Position annotation records:
####

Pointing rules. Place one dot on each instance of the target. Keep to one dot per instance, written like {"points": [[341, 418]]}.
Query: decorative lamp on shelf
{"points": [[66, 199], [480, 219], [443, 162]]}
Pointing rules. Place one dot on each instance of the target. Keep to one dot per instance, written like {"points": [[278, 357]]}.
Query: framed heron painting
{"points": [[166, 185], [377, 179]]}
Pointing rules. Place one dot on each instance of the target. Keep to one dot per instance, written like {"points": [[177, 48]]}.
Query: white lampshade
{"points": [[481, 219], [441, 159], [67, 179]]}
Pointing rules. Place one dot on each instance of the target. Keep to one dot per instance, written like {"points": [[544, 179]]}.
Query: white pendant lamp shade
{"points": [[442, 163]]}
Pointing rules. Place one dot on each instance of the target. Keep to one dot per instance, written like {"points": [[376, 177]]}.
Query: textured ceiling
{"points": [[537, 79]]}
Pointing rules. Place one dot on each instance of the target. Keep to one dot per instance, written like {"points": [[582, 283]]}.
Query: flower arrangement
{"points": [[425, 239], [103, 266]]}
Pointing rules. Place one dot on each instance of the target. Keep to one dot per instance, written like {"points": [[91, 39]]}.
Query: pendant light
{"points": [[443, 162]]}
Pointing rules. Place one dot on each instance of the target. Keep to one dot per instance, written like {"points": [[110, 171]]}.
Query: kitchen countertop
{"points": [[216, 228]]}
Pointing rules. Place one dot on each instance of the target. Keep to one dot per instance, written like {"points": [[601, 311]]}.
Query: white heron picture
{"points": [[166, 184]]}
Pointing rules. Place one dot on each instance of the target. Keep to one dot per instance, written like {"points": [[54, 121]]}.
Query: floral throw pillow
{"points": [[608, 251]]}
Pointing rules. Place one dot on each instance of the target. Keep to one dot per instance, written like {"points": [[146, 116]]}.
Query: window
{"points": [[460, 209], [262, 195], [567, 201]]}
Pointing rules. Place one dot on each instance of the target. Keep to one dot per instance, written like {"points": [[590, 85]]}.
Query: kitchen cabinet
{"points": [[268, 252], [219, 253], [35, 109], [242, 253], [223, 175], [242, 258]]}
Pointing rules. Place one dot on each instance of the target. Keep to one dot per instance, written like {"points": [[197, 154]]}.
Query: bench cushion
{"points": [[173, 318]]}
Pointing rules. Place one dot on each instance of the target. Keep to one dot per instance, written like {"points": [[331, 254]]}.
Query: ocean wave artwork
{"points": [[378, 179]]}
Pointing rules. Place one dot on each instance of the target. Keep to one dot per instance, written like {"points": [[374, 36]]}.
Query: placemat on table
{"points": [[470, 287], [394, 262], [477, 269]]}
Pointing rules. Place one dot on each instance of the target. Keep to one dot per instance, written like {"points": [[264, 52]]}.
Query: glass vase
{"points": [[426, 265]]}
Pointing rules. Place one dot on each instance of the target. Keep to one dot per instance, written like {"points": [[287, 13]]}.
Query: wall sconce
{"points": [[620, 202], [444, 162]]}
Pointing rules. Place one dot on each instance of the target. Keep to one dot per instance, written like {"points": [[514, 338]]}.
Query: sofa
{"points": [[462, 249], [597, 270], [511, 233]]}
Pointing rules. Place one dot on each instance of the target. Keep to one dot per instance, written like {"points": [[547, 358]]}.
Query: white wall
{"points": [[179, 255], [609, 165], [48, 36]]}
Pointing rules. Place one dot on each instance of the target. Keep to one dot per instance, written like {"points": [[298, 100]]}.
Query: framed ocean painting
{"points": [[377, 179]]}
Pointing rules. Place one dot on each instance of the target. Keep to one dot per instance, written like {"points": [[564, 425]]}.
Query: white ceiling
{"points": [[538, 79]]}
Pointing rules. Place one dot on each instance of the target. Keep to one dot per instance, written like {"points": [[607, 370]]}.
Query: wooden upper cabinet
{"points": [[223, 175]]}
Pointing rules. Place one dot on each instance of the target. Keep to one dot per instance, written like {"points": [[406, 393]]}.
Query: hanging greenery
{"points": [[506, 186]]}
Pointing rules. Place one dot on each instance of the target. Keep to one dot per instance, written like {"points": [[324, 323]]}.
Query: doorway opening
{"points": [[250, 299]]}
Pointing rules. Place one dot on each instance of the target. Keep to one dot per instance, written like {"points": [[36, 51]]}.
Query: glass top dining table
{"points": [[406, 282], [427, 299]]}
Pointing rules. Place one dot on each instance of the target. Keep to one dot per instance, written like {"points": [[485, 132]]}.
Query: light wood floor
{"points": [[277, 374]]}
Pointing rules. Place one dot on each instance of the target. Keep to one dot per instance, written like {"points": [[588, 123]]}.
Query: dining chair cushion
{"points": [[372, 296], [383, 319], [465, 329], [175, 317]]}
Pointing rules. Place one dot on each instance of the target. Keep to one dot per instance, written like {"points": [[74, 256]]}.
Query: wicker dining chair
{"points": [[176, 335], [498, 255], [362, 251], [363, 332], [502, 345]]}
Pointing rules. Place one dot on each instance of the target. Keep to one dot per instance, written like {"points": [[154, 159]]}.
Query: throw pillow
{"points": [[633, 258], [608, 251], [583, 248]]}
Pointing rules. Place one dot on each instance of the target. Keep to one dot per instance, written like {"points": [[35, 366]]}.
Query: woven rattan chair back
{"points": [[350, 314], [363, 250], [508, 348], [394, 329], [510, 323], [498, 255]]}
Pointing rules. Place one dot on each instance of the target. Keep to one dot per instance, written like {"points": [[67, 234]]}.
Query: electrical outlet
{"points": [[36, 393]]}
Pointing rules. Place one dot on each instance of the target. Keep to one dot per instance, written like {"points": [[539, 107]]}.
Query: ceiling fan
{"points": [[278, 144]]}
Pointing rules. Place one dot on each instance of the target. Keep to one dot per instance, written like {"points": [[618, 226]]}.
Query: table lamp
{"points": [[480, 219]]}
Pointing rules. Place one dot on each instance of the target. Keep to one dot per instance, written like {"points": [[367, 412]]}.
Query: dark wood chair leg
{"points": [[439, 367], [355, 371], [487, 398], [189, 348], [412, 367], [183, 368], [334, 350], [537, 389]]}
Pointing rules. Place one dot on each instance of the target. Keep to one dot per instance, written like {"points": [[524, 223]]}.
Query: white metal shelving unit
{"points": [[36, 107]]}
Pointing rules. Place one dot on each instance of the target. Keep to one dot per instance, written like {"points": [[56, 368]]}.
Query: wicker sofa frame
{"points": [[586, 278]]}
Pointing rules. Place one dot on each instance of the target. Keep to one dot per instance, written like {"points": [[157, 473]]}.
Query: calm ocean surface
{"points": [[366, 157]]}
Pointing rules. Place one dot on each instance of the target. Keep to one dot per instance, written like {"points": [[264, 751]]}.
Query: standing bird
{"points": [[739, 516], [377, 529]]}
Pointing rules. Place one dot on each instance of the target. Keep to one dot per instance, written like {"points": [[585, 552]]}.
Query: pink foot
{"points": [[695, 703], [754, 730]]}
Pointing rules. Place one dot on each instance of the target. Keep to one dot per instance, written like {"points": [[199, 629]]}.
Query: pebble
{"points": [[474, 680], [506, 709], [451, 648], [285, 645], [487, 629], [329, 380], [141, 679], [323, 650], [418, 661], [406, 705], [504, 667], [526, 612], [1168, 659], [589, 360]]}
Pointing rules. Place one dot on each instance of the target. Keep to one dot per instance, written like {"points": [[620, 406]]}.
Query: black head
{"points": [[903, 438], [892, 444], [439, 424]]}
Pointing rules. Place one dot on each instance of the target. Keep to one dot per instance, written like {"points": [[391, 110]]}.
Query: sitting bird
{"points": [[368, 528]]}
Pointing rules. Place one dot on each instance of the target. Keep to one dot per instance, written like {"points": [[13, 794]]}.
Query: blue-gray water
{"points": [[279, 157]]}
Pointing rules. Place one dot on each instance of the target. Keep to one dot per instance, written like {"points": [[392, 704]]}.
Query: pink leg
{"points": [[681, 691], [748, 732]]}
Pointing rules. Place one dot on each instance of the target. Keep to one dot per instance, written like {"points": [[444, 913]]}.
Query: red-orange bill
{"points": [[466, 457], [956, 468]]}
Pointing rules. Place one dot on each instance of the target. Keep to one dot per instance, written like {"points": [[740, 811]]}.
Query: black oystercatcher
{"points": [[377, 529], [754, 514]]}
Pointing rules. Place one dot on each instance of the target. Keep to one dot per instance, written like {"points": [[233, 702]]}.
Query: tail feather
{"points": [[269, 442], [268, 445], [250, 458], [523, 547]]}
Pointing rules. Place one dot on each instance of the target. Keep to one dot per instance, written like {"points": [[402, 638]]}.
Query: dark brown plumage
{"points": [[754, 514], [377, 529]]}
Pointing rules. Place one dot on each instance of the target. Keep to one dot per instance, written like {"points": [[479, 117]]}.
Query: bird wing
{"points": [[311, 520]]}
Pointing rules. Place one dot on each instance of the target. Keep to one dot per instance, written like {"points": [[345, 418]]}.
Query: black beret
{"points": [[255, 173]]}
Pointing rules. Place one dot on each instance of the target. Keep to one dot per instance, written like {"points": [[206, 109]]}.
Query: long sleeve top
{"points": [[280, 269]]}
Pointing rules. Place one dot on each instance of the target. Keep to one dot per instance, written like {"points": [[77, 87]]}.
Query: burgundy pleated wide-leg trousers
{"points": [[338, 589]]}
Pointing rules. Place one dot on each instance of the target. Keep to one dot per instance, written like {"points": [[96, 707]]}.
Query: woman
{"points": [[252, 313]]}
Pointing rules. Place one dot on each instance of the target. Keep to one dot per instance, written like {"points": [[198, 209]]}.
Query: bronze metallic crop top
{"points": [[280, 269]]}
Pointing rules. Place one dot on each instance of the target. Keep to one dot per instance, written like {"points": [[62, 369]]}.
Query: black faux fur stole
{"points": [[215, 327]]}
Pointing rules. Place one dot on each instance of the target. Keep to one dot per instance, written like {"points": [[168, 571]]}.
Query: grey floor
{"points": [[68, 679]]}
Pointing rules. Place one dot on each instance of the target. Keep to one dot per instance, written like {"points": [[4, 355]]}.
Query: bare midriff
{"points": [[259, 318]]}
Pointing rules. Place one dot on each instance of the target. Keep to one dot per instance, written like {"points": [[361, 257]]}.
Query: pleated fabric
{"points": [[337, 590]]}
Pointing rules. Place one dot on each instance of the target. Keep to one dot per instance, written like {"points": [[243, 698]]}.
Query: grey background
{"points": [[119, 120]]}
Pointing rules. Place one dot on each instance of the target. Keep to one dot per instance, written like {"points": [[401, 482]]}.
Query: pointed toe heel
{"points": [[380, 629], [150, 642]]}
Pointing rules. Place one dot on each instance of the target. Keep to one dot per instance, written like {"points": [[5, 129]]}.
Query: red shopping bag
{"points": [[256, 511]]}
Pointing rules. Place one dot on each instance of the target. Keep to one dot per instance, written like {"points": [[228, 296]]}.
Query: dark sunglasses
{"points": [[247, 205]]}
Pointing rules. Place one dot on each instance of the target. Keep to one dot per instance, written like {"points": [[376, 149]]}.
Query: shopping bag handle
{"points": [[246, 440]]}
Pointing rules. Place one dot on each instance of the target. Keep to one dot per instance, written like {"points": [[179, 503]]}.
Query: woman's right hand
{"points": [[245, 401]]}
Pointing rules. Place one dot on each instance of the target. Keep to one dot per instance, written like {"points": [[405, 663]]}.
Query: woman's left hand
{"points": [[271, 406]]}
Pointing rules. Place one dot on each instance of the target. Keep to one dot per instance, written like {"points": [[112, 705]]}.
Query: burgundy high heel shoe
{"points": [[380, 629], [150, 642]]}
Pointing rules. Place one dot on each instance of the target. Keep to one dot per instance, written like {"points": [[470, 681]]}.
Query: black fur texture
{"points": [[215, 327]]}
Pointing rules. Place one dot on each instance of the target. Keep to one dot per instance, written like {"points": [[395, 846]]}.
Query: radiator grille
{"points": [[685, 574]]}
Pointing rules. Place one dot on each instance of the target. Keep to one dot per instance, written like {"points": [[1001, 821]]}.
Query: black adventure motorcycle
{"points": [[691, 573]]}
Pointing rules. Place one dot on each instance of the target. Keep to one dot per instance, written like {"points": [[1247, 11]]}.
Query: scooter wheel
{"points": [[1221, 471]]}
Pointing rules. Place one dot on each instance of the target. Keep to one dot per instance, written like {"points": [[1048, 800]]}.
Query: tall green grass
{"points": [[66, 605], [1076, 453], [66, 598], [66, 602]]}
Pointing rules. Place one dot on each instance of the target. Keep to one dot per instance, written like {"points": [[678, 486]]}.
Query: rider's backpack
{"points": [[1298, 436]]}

####

> [REQUIRED WORK] Select each line of the listing above that contains the word "heron", and copy those lines in full.

> [THE REPLY]
Query: framed heron painting
Query: white heron picture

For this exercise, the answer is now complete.